__Problem description__:
List every line of the records that contains the string "rider", treating uppercase and lowercase letters as different.
## begin Available data
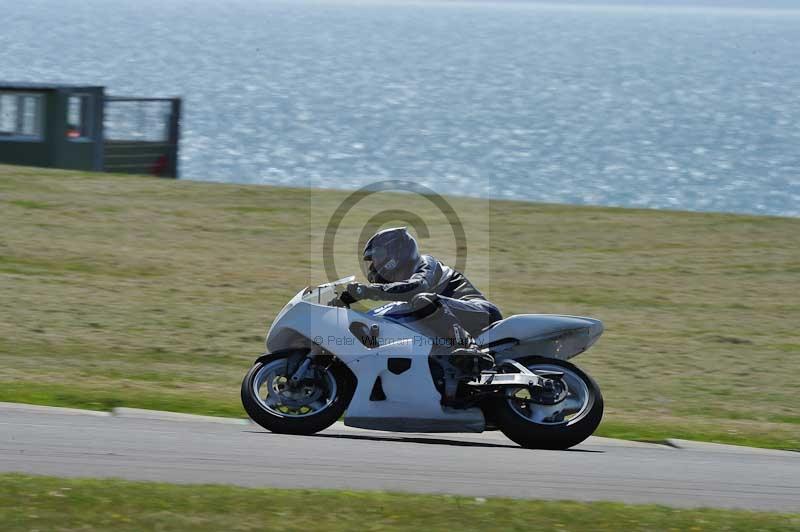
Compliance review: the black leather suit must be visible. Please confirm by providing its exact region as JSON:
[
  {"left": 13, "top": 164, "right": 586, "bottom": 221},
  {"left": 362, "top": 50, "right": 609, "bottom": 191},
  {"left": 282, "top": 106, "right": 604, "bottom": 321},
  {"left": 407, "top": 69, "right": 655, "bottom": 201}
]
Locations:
[{"left": 365, "top": 255, "right": 503, "bottom": 341}]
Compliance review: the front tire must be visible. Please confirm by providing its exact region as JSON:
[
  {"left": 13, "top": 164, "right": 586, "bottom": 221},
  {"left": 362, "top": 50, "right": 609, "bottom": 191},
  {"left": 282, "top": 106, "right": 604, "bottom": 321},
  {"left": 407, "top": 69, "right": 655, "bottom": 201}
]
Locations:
[
  {"left": 488, "top": 357, "right": 603, "bottom": 449},
  {"left": 241, "top": 353, "right": 355, "bottom": 435}
]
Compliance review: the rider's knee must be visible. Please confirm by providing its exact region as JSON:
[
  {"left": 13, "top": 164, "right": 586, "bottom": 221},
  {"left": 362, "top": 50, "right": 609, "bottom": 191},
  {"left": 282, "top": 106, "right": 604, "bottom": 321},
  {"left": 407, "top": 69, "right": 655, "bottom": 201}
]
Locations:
[{"left": 411, "top": 292, "right": 439, "bottom": 310}]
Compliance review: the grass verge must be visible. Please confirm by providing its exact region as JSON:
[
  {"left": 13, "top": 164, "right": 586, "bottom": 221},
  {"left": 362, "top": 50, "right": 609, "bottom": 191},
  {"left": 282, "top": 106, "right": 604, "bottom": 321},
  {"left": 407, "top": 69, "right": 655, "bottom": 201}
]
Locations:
[
  {"left": 0, "top": 165, "right": 800, "bottom": 449},
  {"left": 0, "top": 475, "right": 800, "bottom": 532}
]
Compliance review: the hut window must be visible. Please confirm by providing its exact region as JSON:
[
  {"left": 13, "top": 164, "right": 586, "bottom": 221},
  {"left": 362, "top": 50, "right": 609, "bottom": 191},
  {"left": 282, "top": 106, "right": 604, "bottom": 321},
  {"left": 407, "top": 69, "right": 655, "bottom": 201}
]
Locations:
[
  {"left": 67, "top": 94, "right": 92, "bottom": 140},
  {"left": 0, "top": 92, "right": 43, "bottom": 141}
]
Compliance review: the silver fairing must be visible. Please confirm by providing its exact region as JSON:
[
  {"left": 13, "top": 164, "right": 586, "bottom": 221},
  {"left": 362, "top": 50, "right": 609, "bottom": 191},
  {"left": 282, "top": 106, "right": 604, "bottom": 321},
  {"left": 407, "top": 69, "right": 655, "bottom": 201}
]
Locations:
[{"left": 475, "top": 314, "right": 603, "bottom": 360}]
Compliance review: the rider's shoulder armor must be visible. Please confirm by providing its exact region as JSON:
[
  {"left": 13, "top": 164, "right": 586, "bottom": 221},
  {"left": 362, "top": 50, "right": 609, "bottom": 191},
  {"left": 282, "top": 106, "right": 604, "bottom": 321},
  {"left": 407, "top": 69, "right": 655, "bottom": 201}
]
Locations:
[{"left": 418, "top": 255, "right": 485, "bottom": 299}]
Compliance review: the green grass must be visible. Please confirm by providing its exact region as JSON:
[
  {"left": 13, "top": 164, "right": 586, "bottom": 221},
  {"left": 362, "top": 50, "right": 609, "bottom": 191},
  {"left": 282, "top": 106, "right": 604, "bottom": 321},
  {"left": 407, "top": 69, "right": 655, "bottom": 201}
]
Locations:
[
  {"left": 0, "top": 475, "right": 800, "bottom": 532},
  {"left": 0, "top": 166, "right": 800, "bottom": 449}
]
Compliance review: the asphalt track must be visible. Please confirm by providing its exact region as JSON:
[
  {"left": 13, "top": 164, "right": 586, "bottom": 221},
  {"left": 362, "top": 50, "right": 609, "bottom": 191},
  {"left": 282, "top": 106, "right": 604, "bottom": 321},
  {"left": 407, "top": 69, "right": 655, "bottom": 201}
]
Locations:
[{"left": 0, "top": 403, "right": 800, "bottom": 512}]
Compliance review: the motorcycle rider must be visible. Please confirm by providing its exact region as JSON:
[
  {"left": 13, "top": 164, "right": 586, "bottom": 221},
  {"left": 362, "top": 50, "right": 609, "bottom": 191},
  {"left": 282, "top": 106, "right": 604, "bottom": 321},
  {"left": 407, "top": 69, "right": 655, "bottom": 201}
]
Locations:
[{"left": 341, "top": 227, "right": 502, "bottom": 373}]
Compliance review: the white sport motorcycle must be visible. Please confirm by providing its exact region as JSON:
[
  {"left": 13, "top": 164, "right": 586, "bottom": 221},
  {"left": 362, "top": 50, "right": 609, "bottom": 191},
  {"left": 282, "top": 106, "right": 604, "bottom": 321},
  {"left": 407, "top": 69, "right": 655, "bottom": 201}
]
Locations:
[{"left": 242, "top": 277, "right": 603, "bottom": 449}]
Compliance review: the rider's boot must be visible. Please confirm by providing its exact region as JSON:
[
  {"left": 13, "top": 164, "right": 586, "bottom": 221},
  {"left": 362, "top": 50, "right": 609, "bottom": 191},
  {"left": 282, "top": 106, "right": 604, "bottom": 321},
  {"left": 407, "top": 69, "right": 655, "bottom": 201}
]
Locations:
[{"left": 448, "top": 325, "right": 494, "bottom": 375}]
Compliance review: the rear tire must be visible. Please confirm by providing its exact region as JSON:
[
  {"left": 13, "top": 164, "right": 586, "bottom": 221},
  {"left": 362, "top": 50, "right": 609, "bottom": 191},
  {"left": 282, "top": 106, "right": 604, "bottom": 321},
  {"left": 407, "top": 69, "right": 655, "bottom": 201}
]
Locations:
[
  {"left": 241, "top": 352, "right": 355, "bottom": 435},
  {"left": 487, "top": 357, "right": 603, "bottom": 449}
]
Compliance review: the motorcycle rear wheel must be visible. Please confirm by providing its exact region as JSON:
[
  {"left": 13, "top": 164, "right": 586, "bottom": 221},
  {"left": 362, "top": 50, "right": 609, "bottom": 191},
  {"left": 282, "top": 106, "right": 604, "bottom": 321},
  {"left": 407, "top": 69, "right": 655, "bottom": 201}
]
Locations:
[
  {"left": 241, "top": 352, "right": 354, "bottom": 435},
  {"left": 487, "top": 357, "right": 603, "bottom": 449}
]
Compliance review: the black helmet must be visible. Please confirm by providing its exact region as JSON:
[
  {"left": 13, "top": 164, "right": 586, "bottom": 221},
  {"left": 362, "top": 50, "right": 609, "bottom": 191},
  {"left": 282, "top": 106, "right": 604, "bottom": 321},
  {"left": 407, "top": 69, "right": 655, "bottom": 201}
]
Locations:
[{"left": 364, "top": 227, "right": 420, "bottom": 283}]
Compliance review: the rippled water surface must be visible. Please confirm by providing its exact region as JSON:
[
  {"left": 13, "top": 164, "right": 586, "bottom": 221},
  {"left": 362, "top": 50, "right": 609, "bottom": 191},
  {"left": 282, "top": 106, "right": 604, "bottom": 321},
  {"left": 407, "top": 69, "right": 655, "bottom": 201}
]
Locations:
[{"left": 0, "top": 0, "right": 800, "bottom": 216}]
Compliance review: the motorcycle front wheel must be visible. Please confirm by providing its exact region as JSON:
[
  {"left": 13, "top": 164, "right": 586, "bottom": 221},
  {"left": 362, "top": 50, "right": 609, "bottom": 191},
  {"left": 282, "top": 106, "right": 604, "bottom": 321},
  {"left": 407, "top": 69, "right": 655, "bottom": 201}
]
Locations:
[
  {"left": 241, "top": 352, "right": 354, "bottom": 434},
  {"left": 487, "top": 357, "right": 603, "bottom": 449}
]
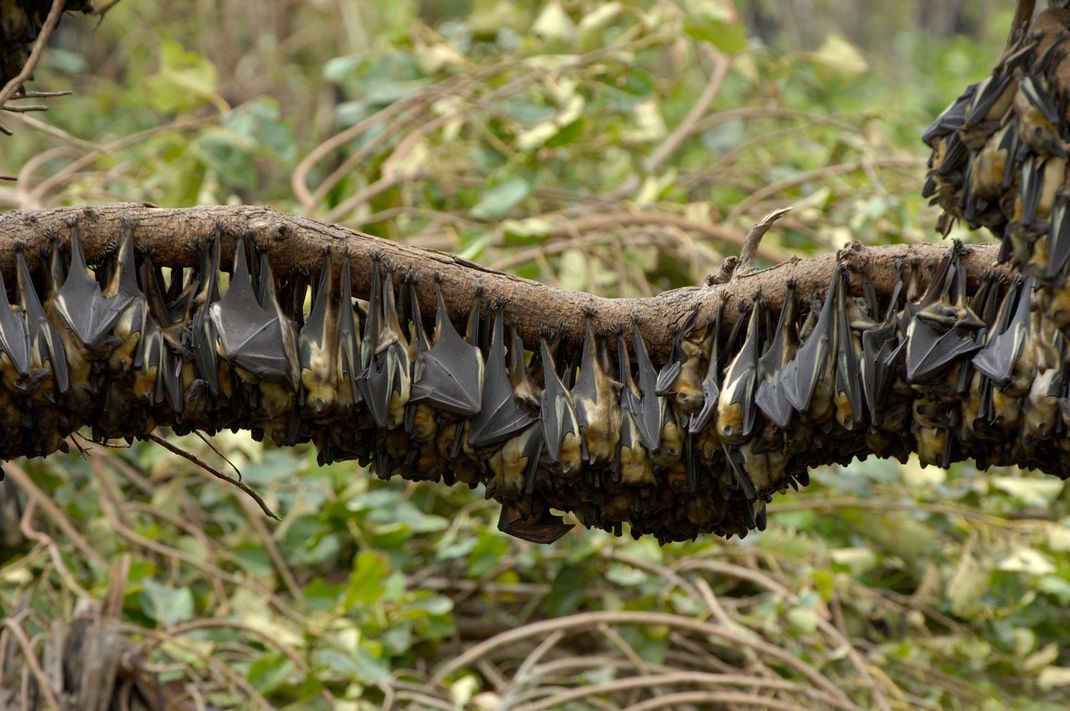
## end Available data
__Result for this exercise__:
Compliance review: the rider's knee must be visible. Please confirm by providing its exact region as JSON:
Compliance review: the rider's shoulder armor must be visible. Please confirm by providing its exact region as JSON:
Compliance review: the motorcycle rider must be visible. Please confirm by providing its exact region as JSON:
Compliance review: the rider's boot must be visible. Please confirm by providing its exact region as JSON:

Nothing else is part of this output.